* Sfida: Individua nei record ogni riga che contiene la stringa "pavement" e copiala.

=======

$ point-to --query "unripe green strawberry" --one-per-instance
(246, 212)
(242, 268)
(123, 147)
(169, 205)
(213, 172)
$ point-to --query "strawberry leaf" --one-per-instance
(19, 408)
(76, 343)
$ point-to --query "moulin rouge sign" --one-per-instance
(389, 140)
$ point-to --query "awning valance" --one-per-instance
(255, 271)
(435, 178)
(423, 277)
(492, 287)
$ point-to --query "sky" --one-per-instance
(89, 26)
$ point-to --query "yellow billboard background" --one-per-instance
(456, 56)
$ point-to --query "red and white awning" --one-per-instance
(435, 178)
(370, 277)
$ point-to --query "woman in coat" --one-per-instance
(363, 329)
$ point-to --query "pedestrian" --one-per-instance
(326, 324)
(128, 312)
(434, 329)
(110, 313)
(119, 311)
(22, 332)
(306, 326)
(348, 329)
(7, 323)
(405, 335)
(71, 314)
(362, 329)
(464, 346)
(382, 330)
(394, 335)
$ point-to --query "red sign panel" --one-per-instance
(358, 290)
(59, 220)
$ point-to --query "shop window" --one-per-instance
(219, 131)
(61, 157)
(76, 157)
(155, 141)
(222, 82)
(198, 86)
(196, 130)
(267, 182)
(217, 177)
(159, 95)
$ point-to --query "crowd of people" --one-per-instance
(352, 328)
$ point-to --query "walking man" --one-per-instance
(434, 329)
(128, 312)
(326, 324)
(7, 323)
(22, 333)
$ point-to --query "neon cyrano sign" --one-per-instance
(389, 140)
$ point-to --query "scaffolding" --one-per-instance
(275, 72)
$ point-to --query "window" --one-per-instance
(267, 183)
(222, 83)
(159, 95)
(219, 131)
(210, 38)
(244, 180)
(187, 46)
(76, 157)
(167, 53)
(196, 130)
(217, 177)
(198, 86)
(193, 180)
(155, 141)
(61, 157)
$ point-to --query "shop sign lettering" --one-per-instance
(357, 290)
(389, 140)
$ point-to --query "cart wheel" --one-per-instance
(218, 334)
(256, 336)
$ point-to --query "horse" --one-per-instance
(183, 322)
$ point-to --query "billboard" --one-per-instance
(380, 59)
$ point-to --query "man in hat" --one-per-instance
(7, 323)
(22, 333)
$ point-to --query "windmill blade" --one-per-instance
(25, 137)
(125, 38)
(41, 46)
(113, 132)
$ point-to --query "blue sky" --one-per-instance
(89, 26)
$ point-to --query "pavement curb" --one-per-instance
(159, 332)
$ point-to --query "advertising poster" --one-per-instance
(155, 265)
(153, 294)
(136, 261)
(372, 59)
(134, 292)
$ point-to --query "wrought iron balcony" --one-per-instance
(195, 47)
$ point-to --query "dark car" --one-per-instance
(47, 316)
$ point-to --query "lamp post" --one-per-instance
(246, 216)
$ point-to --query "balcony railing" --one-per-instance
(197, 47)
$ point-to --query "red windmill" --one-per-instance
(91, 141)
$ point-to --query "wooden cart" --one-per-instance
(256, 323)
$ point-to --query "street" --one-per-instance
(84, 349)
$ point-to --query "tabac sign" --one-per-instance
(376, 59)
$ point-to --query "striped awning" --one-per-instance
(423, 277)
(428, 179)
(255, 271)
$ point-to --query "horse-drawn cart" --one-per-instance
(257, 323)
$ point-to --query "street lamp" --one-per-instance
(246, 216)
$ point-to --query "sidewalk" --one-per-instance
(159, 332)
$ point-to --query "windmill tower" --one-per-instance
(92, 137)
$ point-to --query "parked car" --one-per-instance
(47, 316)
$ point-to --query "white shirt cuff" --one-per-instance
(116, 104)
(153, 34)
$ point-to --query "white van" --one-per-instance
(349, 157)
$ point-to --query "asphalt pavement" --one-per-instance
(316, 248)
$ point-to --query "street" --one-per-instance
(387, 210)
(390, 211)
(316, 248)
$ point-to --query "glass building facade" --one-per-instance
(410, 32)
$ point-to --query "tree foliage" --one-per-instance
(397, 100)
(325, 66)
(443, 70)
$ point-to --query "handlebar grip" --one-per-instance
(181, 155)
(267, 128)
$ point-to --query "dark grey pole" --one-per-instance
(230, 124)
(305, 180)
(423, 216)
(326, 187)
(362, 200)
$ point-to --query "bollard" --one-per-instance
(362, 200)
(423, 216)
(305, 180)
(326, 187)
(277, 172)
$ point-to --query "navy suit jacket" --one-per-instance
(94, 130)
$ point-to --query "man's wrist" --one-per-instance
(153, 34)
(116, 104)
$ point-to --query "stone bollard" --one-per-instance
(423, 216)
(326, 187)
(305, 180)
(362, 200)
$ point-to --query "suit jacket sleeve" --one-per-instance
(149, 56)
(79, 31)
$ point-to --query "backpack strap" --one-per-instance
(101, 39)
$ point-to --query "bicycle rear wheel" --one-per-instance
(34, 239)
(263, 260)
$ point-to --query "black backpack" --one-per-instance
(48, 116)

=======

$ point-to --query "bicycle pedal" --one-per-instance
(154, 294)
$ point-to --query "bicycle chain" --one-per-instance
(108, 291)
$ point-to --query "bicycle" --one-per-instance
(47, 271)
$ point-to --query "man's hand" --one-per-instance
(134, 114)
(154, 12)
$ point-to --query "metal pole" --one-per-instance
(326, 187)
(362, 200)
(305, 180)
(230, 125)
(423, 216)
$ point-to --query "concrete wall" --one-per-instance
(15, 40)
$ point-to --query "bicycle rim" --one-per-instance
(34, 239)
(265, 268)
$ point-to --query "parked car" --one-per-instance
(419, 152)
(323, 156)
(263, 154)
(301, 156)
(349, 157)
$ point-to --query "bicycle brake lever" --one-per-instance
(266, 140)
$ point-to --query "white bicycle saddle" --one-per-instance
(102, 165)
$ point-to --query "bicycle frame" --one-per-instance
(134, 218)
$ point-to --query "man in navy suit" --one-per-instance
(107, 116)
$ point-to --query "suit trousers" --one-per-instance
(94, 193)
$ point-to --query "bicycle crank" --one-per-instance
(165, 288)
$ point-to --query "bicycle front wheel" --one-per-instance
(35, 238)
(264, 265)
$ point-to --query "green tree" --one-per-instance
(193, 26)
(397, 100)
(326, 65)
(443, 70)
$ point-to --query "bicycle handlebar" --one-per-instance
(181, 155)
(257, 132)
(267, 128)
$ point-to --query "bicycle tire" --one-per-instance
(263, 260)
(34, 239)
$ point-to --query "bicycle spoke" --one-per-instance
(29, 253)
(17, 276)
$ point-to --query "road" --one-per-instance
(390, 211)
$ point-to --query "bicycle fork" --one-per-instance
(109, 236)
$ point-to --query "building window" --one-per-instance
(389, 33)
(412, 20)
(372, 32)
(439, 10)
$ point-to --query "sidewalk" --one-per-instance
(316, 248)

=======

* Il risultato:
$ point-to --query "pavement curb" --one-per-instance
$ point-to --query "asphalt pavement" --one-per-instance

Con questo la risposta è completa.